Text block:
+ + + + +
I attended a lecture around 20 years ago by Professor Ben Terra, an academic whose life was dedicated to the theory and practice of VAT, where he said (if my memory is not deceiving me) that ‘grants’ as such did not exist, as these were always payment for services, and were thus ‘consideration’. But he seemed resigned to the view that this was not how the world saw it.
 
But how does the world see it? And how can we know whether a payment from a public body, or foundation, is to be regarded as a payment ‘for’ services or simply as a gift? This is an issue with which charity accountants have wrestled for years, since they wish to reflect a difference between ‘earned income’ and grants. It is not as simple as saying that grants come without strings attached and can be spent as the recipient sees fit. Far from it, since many grants are ‘restricted’ and can only defray the costs of certain specified activities. Grant agreements are hedged around with conditions to prove they have been well spent. So, what is the difference between grant and consideration for services?
 
At one level, it is deceptively simple. Consideration for a supply arises if the resulting benefits are provided to the funder (rather than for society, say) and for the payment (rather than there merely being a circumstantial link). What could be simpler (leaving aside the category, to which I will come, which works contrary to this theory)? This hides a problem, though: how do you judge which situation pertains? What are we looking out for, and how do we deal with marginal, contradictory and ever-changing situations?
+ + + + +
Given data:
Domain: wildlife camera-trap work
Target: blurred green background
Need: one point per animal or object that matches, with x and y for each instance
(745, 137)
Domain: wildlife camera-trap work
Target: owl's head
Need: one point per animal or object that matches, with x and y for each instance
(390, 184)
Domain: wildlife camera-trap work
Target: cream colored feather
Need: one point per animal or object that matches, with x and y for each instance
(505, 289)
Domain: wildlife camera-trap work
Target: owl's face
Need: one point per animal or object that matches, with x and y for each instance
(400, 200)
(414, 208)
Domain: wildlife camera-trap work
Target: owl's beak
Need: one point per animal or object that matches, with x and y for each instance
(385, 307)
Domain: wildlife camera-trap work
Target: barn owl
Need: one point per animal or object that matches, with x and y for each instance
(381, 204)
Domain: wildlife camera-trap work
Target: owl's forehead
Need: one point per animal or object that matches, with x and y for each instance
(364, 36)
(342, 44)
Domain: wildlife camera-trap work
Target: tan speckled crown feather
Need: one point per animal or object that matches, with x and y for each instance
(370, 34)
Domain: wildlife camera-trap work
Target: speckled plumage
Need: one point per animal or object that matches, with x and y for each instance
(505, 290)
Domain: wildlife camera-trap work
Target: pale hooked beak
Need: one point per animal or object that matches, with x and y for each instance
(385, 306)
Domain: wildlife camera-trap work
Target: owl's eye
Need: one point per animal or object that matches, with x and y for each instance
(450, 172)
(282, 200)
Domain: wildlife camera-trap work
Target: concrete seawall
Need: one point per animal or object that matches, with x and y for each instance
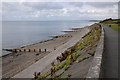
(94, 70)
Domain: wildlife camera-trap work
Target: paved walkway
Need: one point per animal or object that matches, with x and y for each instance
(110, 55)
(44, 62)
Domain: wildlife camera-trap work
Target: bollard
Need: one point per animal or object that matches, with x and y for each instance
(39, 50)
(15, 50)
(19, 50)
(29, 50)
(24, 50)
(34, 50)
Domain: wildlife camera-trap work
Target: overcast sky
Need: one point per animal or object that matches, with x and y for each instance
(58, 10)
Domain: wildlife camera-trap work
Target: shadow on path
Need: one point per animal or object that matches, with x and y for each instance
(110, 56)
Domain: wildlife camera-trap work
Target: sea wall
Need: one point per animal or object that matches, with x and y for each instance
(94, 70)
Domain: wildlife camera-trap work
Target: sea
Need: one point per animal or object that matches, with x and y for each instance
(20, 33)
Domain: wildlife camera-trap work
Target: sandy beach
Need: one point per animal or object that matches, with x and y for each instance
(25, 56)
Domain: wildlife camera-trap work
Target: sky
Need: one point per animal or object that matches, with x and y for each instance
(42, 11)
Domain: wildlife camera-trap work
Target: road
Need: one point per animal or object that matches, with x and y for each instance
(110, 56)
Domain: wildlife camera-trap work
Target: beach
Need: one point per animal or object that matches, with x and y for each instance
(16, 62)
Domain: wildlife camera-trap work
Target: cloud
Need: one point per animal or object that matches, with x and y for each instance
(58, 10)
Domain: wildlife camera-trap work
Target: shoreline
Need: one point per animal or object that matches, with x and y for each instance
(14, 63)
(42, 41)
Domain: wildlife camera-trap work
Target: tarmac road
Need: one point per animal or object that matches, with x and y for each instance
(110, 56)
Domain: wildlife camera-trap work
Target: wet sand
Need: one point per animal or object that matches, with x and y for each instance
(14, 63)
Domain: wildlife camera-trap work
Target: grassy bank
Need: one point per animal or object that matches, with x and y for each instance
(113, 23)
(72, 55)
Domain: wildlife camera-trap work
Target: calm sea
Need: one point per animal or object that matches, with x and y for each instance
(20, 33)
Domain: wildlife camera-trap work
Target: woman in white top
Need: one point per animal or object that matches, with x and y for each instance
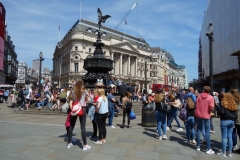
(102, 114)
(81, 95)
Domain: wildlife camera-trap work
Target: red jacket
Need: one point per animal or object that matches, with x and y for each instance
(204, 106)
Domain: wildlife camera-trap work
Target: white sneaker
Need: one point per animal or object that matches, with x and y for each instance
(193, 141)
(160, 138)
(210, 152)
(87, 147)
(112, 126)
(164, 137)
(98, 142)
(179, 130)
(69, 145)
(198, 148)
(229, 155)
(221, 154)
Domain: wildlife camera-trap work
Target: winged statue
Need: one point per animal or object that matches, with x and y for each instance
(101, 18)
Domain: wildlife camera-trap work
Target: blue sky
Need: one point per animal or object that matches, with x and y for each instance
(170, 24)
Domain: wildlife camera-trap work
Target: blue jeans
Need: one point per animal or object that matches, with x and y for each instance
(189, 125)
(110, 115)
(203, 125)
(173, 115)
(41, 104)
(236, 131)
(227, 130)
(161, 122)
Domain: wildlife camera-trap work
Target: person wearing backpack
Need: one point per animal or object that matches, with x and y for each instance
(204, 107)
(228, 115)
(127, 107)
(6, 94)
(160, 115)
(173, 112)
(189, 105)
(111, 107)
(21, 96)
(81, 95)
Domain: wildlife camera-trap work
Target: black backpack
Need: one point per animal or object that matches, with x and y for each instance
(128, 105)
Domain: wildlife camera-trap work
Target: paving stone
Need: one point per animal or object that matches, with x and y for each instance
(122, 158)
(153, 142)
(147, 154)
(130, 140)
(168, 150)
(130, 153)
(145, 147)
(113, 151)
(10, 147)
(38, 151)
(38, 142)
(126, 145)
(181, 157)
(99, 156)
(186, 152)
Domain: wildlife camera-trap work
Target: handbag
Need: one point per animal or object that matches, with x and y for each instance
(178, 104)
(164, 107)
(76, 109)
(132, 115)
(183, 114)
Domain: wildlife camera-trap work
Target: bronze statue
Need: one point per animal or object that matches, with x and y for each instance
(101, 19)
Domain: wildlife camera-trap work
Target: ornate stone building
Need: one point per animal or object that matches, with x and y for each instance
(129, 54)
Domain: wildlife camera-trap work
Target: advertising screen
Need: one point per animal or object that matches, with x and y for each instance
(2, 30)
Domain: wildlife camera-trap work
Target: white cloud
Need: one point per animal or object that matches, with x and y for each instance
+ + + + +
Parts of the exercise:
a. Answer from the passage on VAT and grants:
(i) About how long ago did the writer attend Professor Ben Terra's lecture?
(ii) Who has wrestled for years with the issue of grants versus payment for services?
(iii) To whom must the resulting benefits be provided for consideration for a supply to arise?
b. Reproduce the passage on VAT and grants word for word, from "But how does" to "consideration for services?".
c. Take the passage on VAT and grants further, continuing it past its final sentence.
The lines play no part in this exercise.

Task-by-task results:
a.
(i) Around 20 years ago.
(ii) Charity accountants.
(iii) To the funder.

b.
But how does the world see it? And how can we know whether a payment from a public body, or foundation, is to be regarded as a payment ‘for’ services or simply as a gift? This is an issue with which charity accountants have wrestled for years, since they wish to reflect a difference between ‘earned income’ and grants. It is not as simple as saying that grants come without strings attached and can be spent as the recipient sees fit. Far from it, since many grants are ‘restricted’ and can only defray the costs of certain specified activities. Grant agreements are hedged around with conditions to prove they have been well spent. So, what is the difference between grant and consideration for services?

c.
For more than 20 years (since before Professor Terra’s utterance), HMRC has left accountants and VAT consultants to work it out for themselves and has refrained from getting involved (unless there was tax to collect from a charity or funder). Its guidance was vestigial, and little better than saying ‘a grant is whatever is not consideration’. But in January 2018, it unveiled a policy in its VAT Supply and Consideration Manual at VATSC51600–VATSC51900. This consists of a few pages of scene setting (which emphasises the basic principle given above). It then dives into the detail of indicators of where public body funding looks to be a grant; and where, on the contrary, it looks to be consideration for a supply. It also scotches some false indicators that have been used occasionally to make a case for one or other treatment, but which do not point in either direction.
 
To these few useful pages, HMRC has attached lengthy case commentaries that only the hardy will choose to read, but will no doubt be useful in specific cases.
 
The tests it puts forward appear balanced, on the whole, and, depending how HMRC interprets its own guidance, they could well reduce the amount of time non-profits will be required to spend trying to analyse where they stand on such issues. The guidance is focused on public body funding and so skirts around issues arising from charity foundation funding, and perhaps that is something for another day.
 
But I ought to revert to the exception to my simple encapsulation of the principle. I said that there was no ‘consideration’ unless the supply is to the funder. That is not true of a subsidy provided for a specific service to specific people. This ‘subsidy’ principle is enshrined in the VAT Directive (and was perhaps what Professor Terra was thinking of). But it is very tricky to draw the line between a general ‘subsidy’ of wider activity (outside the scope) and a targeted subsidy of a specific supply to a third party. HMRC deals valiantly with that, but there is a lot of room for disputes to arise.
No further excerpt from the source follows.